• Quoted text:
[START]

One of Volkswagen’s greatest hits now even better with the addition of car-like dynamics and features. We test-drive the new top-rung model overseas.
This, if you like, is peak Volkswagen: a sharp but sensible people mover with subtle stylistic nods to its predecessors, a boatload of standard equipment and an array of variants to cater cost-effectively to wildly different demographics.
On moving from generation six (T6) to seven (T7), the Volkswagen Caravelle becomes the Volkswagen Multivan, arriving just as VW prepares to welcome the similarly positioned but all-electric ID Buzz into showrooms and the new Ford E-Transit Custom looks to provide the innards of the next generation of the more commercially minded Transporter.
Unlike them, the Multivan uses a much more familiar platform: the faithful MQB architecture, which over the past decade has proved its worth as a refined and well-rounded basis for everything from the Audi A3 to the Skoda Superb and Cupra Formentor. What this gives the Multivan is an easy one-up over rivals such as the Citroen Spacetourer and Mercedes V-Class, which soldier on with van-based platforms and all the refinement implications that brings.
While the ID Buzz remains a long way off from Australia, the Multivan is on the cards for a 2023 launch, although Volkswagen Australia is yet to make any confirmation on the model locally. Hence why we’ve tested this 2.0-litre turbo model in the UK.

[END]

• To-do list:
(1) For the Multivan review above, decide whether each statement agrees with it, and support each yes or no with the deciding words quoted from the review: (a) The Multivan is built on the MQB architecture. (b) Volkswagen Australia has confirmed the Multivan for local sale. (c) The model tested was a 2.0-litre turbo driven in the UK.
(2) Pick out every line of the records below that contains the word "tire", and copy each one.

• Exercise material:

[START]

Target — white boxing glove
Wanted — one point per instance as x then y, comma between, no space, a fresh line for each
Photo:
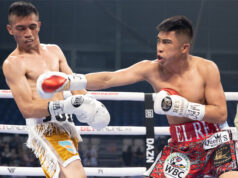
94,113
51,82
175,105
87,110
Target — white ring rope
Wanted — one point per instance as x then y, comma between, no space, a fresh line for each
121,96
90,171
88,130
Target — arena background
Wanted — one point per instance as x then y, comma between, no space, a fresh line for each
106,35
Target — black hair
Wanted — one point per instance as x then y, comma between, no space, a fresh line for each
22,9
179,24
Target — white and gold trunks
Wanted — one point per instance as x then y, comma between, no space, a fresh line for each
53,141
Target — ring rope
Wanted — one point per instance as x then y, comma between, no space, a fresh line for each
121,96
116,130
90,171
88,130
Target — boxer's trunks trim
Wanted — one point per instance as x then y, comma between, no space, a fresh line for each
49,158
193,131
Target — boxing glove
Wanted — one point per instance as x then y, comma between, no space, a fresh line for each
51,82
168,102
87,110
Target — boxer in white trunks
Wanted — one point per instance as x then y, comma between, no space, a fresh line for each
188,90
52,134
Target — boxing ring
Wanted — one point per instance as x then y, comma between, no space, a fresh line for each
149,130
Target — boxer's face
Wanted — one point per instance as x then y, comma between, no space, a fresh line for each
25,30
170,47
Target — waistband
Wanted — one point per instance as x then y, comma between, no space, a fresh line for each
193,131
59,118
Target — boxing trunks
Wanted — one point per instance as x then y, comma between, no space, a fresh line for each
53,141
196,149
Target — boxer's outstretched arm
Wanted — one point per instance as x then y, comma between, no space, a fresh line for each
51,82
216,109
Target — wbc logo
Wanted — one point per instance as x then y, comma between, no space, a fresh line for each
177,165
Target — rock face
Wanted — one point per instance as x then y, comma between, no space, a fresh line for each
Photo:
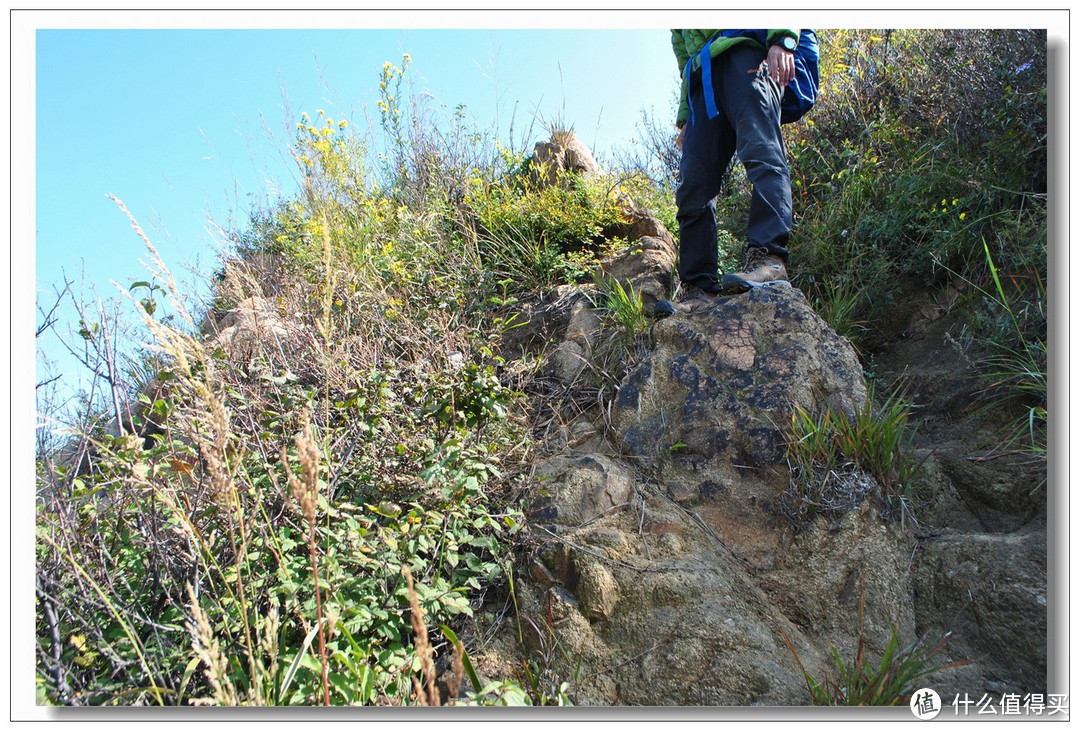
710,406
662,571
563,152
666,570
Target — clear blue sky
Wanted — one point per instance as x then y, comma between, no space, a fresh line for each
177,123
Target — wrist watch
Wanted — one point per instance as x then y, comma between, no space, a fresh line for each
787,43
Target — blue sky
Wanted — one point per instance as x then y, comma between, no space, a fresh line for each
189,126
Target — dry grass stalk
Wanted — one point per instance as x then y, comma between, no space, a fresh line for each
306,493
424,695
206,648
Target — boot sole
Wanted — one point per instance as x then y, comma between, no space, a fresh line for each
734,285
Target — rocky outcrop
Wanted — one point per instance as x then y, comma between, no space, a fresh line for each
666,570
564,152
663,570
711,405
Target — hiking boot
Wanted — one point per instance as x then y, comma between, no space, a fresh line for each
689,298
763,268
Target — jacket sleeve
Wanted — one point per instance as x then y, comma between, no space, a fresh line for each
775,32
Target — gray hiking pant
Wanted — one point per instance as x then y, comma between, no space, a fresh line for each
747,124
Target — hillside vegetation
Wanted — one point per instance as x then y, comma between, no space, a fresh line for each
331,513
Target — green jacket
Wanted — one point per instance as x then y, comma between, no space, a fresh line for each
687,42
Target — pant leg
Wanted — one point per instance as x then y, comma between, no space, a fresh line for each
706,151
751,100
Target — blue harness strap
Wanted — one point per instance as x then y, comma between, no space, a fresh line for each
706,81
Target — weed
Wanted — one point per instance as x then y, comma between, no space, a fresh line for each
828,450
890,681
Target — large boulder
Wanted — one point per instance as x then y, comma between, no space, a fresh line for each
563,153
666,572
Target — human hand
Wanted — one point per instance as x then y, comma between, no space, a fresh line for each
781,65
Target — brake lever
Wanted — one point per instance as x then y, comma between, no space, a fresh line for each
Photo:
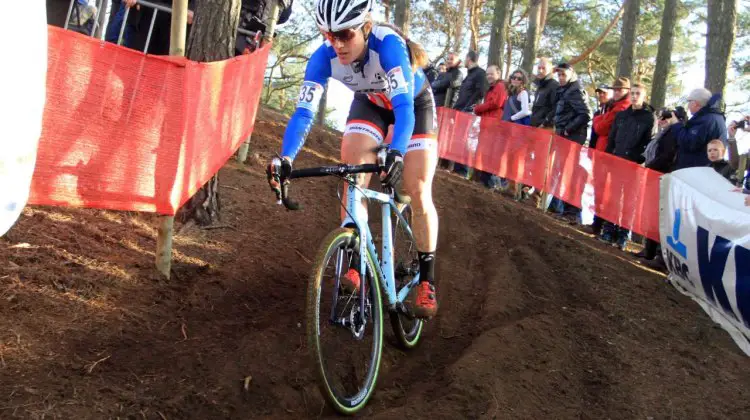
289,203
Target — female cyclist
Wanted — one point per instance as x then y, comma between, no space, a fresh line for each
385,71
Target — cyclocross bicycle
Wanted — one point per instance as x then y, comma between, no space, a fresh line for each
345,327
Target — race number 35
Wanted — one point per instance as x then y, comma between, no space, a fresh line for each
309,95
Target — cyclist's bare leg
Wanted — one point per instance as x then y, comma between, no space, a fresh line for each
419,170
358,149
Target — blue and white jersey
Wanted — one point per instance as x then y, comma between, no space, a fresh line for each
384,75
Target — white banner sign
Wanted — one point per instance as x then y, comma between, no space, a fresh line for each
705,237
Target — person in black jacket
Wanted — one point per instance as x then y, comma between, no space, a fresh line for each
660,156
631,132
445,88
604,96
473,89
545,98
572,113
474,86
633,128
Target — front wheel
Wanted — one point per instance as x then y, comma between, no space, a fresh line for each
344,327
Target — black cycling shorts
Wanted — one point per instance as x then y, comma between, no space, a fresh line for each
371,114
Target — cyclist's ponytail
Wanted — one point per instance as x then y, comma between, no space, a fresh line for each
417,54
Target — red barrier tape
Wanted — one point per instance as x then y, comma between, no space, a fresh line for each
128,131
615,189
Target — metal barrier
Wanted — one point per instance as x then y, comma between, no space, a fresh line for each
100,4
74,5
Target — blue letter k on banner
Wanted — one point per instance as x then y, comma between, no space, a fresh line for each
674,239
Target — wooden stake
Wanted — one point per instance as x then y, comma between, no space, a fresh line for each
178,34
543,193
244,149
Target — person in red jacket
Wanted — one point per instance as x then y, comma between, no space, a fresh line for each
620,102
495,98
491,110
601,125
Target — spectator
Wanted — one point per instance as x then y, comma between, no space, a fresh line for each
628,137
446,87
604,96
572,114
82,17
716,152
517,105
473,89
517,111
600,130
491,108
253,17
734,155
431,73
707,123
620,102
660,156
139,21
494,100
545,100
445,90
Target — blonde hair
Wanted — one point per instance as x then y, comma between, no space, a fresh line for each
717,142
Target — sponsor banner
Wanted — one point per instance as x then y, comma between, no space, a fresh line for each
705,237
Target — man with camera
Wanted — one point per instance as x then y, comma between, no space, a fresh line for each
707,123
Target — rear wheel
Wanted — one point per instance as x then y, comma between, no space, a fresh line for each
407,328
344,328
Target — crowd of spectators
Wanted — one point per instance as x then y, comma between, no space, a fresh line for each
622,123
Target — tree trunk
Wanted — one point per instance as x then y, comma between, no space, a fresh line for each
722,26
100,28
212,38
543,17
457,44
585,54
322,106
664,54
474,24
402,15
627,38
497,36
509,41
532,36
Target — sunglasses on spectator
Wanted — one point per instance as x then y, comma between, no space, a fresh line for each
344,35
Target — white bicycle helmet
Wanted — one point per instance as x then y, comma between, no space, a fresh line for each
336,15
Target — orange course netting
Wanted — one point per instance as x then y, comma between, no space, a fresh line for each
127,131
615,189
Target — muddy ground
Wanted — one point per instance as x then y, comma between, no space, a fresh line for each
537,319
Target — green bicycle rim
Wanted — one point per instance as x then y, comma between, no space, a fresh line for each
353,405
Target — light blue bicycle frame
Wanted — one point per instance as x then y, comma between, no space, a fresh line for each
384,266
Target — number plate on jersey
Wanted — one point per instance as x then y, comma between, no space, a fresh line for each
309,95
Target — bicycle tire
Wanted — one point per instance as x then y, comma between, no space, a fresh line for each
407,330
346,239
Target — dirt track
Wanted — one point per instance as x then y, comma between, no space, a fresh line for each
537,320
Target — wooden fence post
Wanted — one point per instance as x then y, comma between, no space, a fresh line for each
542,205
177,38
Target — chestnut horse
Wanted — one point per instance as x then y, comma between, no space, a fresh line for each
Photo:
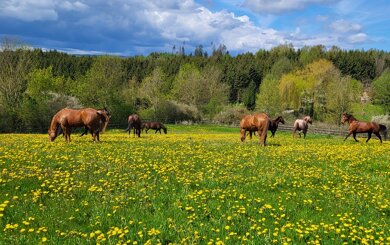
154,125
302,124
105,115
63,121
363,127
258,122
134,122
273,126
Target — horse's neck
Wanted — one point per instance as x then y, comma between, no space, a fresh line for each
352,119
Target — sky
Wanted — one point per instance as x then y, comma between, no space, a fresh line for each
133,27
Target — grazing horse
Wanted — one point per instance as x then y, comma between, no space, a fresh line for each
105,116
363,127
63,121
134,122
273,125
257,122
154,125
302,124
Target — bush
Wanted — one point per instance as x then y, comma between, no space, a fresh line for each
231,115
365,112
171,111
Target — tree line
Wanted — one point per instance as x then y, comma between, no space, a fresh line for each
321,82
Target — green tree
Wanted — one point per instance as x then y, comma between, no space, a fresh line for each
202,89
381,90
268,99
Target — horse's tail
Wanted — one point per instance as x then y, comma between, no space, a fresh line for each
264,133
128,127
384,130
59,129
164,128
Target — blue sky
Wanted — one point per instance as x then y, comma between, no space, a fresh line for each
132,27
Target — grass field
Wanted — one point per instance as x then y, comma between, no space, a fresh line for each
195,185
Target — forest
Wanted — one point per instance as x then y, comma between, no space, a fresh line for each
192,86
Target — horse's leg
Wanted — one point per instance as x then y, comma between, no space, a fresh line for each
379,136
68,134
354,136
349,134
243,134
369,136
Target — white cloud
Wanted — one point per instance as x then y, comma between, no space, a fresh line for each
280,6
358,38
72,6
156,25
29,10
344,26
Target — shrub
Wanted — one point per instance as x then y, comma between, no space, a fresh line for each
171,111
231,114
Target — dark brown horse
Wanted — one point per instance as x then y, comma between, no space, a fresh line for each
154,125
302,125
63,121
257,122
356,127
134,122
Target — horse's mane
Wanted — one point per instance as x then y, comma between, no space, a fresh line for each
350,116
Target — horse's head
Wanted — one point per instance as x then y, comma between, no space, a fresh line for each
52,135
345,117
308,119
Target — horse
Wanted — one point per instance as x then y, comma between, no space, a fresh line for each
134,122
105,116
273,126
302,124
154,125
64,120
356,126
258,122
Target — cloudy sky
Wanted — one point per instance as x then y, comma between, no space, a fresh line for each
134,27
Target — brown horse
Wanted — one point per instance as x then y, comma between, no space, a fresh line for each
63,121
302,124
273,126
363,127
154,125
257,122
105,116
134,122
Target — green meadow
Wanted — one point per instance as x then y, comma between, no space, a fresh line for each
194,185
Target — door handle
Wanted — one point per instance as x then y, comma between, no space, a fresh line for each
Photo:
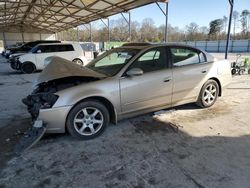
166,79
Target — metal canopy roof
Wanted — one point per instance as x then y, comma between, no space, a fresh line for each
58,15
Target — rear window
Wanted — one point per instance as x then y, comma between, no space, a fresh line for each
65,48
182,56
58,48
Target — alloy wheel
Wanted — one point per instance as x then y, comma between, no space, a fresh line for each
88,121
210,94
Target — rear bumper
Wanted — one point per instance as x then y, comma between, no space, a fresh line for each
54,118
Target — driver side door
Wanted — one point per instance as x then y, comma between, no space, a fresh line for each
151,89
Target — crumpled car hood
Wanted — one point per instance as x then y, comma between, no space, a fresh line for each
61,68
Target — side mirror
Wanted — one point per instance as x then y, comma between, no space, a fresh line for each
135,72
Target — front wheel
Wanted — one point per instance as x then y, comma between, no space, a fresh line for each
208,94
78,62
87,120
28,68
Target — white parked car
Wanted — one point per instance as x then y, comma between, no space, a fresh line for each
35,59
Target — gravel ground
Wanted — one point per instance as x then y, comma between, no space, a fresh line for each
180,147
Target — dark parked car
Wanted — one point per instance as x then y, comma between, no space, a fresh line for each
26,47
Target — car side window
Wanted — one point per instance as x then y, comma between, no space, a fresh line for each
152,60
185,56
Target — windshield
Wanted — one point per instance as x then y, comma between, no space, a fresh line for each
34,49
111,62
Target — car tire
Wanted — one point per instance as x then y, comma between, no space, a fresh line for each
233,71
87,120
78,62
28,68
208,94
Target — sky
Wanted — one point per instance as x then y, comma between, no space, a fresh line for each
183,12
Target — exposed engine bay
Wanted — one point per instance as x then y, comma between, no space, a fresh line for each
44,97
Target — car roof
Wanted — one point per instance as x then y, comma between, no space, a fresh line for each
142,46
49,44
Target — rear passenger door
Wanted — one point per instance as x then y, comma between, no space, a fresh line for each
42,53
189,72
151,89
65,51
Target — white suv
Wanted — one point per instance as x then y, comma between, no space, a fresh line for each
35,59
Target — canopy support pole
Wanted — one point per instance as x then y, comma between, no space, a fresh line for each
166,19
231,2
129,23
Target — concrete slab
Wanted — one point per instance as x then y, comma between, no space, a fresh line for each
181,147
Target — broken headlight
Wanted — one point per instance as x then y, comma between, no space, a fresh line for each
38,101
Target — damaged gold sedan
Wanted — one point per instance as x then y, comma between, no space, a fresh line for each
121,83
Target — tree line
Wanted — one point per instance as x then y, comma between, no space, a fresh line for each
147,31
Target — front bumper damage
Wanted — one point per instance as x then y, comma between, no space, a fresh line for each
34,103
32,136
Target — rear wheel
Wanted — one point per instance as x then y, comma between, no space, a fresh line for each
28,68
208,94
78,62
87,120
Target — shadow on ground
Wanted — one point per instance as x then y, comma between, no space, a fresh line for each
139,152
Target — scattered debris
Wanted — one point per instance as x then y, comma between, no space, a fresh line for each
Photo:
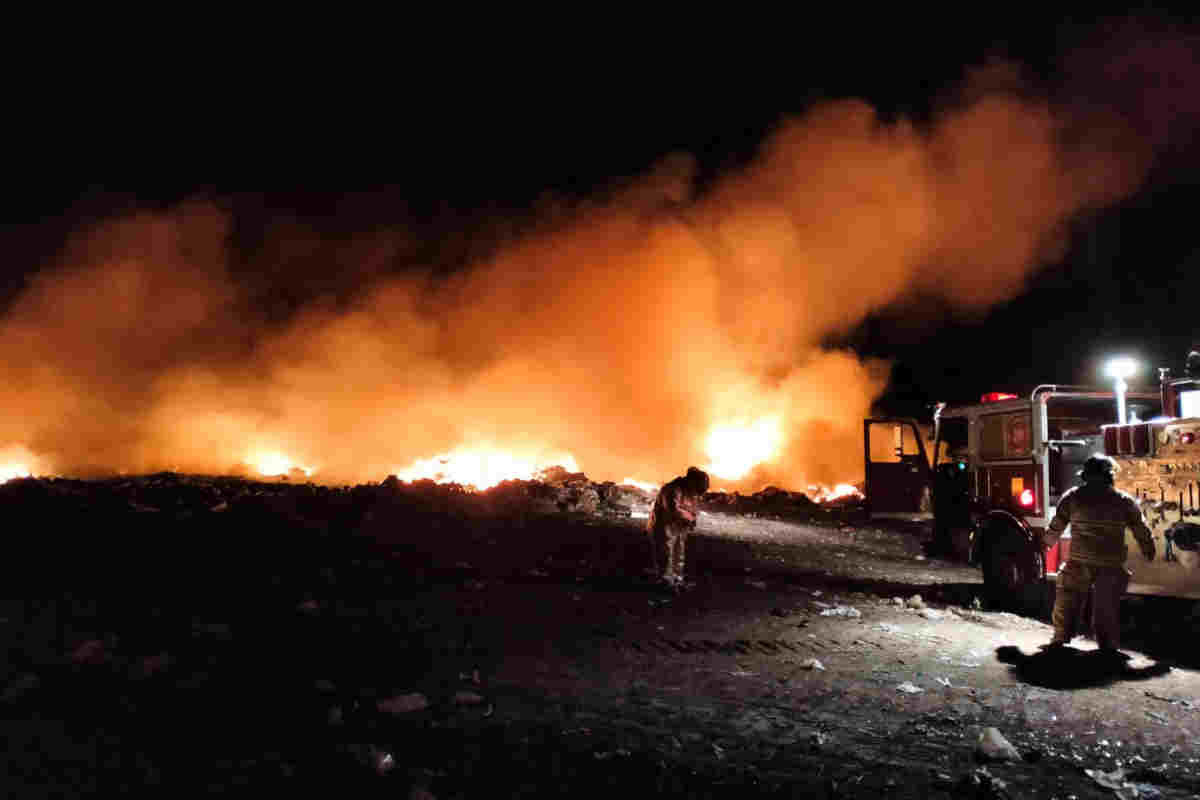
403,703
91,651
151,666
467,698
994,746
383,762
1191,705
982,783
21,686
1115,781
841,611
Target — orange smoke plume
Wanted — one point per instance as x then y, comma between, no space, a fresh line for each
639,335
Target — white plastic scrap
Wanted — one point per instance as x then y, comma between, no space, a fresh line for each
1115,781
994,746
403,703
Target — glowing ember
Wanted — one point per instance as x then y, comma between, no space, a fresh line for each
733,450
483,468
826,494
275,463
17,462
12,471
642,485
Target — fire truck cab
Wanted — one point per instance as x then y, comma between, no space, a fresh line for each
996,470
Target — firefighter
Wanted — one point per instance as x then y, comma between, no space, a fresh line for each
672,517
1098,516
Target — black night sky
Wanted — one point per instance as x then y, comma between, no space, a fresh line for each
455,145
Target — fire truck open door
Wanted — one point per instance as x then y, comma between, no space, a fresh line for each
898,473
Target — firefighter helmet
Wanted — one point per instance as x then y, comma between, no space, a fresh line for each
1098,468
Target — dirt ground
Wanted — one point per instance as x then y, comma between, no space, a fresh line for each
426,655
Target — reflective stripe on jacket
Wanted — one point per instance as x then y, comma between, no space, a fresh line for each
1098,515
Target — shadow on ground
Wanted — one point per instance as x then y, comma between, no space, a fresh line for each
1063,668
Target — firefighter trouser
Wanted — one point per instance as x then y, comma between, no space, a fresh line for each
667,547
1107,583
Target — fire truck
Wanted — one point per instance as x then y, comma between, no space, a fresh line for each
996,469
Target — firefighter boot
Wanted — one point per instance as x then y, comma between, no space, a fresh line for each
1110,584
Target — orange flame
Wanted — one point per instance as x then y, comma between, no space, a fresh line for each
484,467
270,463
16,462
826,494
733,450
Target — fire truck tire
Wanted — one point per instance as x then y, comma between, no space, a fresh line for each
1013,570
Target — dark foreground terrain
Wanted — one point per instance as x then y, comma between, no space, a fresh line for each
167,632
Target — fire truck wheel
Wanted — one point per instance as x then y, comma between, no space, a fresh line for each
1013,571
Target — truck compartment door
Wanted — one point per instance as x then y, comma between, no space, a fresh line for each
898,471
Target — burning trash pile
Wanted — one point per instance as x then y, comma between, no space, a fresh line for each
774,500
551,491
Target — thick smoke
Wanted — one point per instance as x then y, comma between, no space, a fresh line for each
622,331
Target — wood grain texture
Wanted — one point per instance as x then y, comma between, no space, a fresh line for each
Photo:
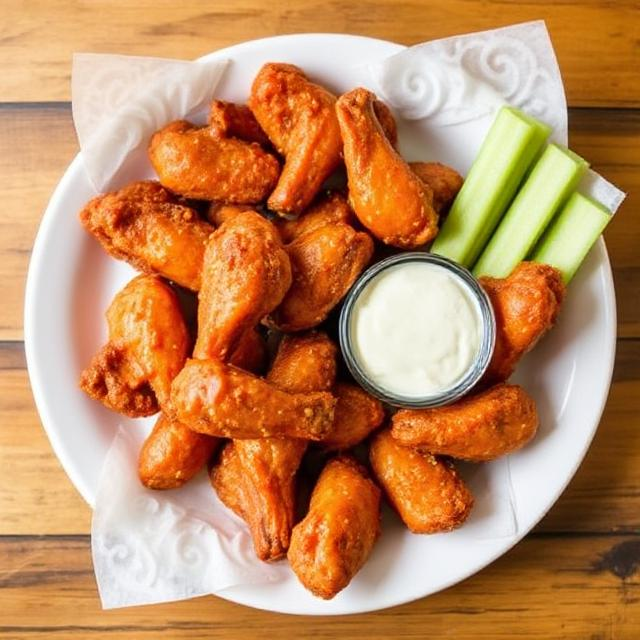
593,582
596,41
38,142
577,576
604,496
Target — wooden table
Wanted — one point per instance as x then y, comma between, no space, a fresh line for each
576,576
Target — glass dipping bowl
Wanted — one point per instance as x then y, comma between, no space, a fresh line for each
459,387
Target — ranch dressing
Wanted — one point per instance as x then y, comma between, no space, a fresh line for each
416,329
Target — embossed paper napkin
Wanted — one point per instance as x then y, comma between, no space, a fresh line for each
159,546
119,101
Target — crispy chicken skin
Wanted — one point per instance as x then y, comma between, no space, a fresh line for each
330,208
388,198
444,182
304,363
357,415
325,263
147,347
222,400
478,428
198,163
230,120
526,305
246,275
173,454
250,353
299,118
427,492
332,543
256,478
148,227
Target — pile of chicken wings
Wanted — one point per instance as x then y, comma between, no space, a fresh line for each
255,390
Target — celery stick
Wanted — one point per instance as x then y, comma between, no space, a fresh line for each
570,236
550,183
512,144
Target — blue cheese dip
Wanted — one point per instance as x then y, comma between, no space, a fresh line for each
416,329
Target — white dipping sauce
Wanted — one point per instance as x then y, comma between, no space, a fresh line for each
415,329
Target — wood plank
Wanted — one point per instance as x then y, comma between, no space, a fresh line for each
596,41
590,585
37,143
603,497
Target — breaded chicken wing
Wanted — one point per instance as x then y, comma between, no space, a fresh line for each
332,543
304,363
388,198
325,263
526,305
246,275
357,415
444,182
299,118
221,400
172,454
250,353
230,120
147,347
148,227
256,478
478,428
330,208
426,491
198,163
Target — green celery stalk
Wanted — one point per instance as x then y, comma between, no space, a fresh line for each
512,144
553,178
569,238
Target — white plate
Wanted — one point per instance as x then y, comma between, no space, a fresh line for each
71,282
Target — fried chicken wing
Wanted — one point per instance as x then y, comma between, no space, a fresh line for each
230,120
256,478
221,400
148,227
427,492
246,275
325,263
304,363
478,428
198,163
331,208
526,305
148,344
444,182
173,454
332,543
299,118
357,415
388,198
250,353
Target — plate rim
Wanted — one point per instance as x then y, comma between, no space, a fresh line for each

[END]

• Replies:
(1)
(a) Yes: "the Multivan uses a much more familiar platform: the faithful MQB architecture"
(b) No: "Volkswagen Australia is yet to make any confirmation on the model locally"
(c) Yes: "we’ve tested this 2.0-litre turbo model in the UK"

(2)
Target — bicycle tire
Target — car tire
Target — fire truck tire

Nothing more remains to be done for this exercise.